┌─ RECORDED INFORMATION
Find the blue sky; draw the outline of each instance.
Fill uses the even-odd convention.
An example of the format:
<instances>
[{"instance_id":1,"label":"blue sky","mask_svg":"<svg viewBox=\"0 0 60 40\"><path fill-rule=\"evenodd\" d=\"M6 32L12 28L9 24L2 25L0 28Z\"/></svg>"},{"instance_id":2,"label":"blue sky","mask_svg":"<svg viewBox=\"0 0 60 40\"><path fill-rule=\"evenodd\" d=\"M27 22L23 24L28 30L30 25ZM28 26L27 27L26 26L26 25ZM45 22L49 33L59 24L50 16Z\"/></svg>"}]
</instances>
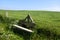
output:
<instances>
[{"instance_id":1,"label":"blue sky","mask_svg":"<svg viewBox=\"0 0 60 40\"><path fill-rule=\"evenodd\" d=\"M0 9L60 11L60 0L0 0Z\"/></svg>"}]
</instances>

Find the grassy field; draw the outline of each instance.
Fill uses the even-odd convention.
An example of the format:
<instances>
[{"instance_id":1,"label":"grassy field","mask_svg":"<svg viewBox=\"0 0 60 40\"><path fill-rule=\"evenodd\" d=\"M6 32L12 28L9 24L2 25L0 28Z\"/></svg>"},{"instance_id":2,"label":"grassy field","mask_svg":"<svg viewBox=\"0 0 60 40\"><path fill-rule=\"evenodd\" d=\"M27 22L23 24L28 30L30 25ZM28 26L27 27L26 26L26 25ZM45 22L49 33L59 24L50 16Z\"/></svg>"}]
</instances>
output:
<instances>
[{"instance_id":1,"label":"grassy field","mask_svg":"<svg viewBox=\"0 0 60 40\"><path fill-rule=\"evenodd\" d=\"M5 16L6 11L8 18ZM10 24L24 19L28 14L36 23L35 33L24 36L11 31ZM0 40L60 40L60 12L0 10Z\"/></svg>"}]
</instances>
└─
DIRECTIONS — Could you return, unchanged, every line of the material from the one containing "Find the grassy" through the final line, with both of those lines included?

RESPONSE TO THE TASK —
Find the grassy field; draw the outline of each instance.
Fill uses the even-odd convention.
An example of the format:
<instances>
[{"instance_id":1,"label":"grassy field","mask_svg":"<svg viewBox=\"0 0 60 40\"><path fill-rule=\"evenodd\" d=\"M6 32L12 28L9 24L2 25L0 28Z\"/></svg>"},{"instance_id":2,"label":"grassy field","mask_svg":"<svg viewBox=\"0 0 60 40\"><path fill-rule=\"evenodd\" d=\"M27 22L23 24L28 30L30 25ZM28 26L27 27L26 26L26 25ZM45 22L49 33L59 24L50 16Z\"/></svg>"}]
</instances>
output:
<instances>
[{"instance_id":1,"label":"grassy field","mask_svg":"<svg viewBox=\"0 0 60 40\"><path fill-rule=\"evenodd\" d=\"M5 16L6 11L8 18ZM10 24L24 19L28 14L36 23L35 33L24 36L11 31ZM0 40L60 40L60 12L0 10Z\"/></svg>"}]
</instances>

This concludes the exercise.